[Supplied text]
A centralized registration website for that purpose should be up and operating within the next two weeks, she said.
As of Tuesday, Rhode Island had fully vaccinated about 3.4% of its population, according to data compiled and published by the Johns Hopkins University Coronavirus Resource Center. Until recently, the state has been receiving only 14,000 doses a week. That amount is expected to incrementally rise.
Starting next week, the city and town hubs will get a total of 7,000 doses a week, Dr. Alexander-Scott said, which will be allocated among the communities based on population. The cities and towns started those vaccinations about two weeks ago.
Her comments came in a FaceBook Live event described as an opportunity to answer viewer questions on the vaccine distribution, Gov. Gina M. Raimondo and R.I. Department of Health officials took no questions from the several dozen posted as the event unfolded for 30 minutes.
Instead, the state officials, including Lt. Gov. Daniel J. McKee, who is slated to replace Raimondo as governor, spoke among themselves. They covered issues raised in several previous press conferences, including a description of the three kinds of locations where the first general population in Phase I – Rhode Islanders aged 75 and older – may qualify for a vaccine appointment.
As the officials spoke, more than two dozen questions were posted in the Facebook Live session by people identifying as Rhode Islanders, asking when they would be eligible to be vaccinated. Some cited specific conditions, including a woman who said she has asthma and uses an inhaler three times daily. “When is my turn,” she wrote.
Another woman said she’s 47, and is extremely high risk for COVID-19 because she has lung cancer. “Anything for the schedule is age-based and the state forgot about people with cancer,” she wrote.
Others expressed frustration with the limited scheduling on retail pharmacy websites. “Seniors, the forgotten generation who sustained RI for the past 50y ears,” posted one woman, as the event drew to a close.
[/Supplied text]
[Dataset section]
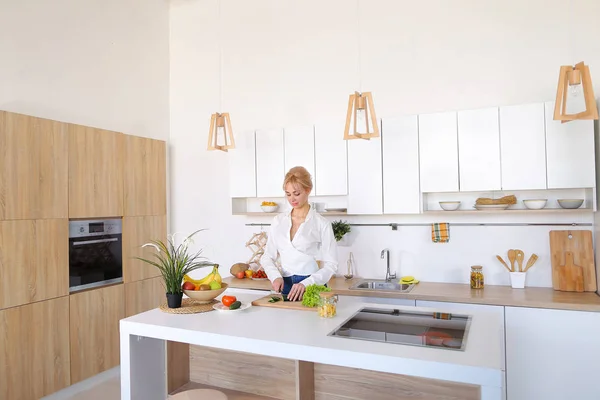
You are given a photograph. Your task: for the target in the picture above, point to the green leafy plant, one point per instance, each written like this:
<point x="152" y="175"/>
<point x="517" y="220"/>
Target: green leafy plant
[/Dataset section]
**Questions to answer:**
a. Retype the part of the Rhode Island vaccine article starting with "Starting next week, the" and going on through "a vaccine appointment.".
b. List every person the Rhode Island vaccine article names.

**Task-by-task results:**
a.
Starting next week, the city and town hubs will get a total of 7,000 doses a week, Dr. Alexander-Scott said, which will be allocated among the communities based on population. The cities and towns started those vaccinations about two weeks ago.
Her comments came in a FaceBook Live event described as an opportunity to answer viewer questions on the vaccine distribution, Gov. Gina M. Raimondo and R.I. Department of Health officials took no questions from the several dozen posted as the event unfolded for 30 minutes.
Instead, the state officials, including Lt. Gov. Daniel J. McKee, who is slated to replace Raimondo as governor, spoke among themselves. They covered issues raised in several previous press conferences, including a description of the three kinds of locations where the first general population in Phase I – Rhode Islanders aged 75 and older – may qualify for a vaccine appointment.

b.
Dr. Alexander-Scott
Gov. Gina M. Raimondo
Lt. Gov. Daniel J. McKee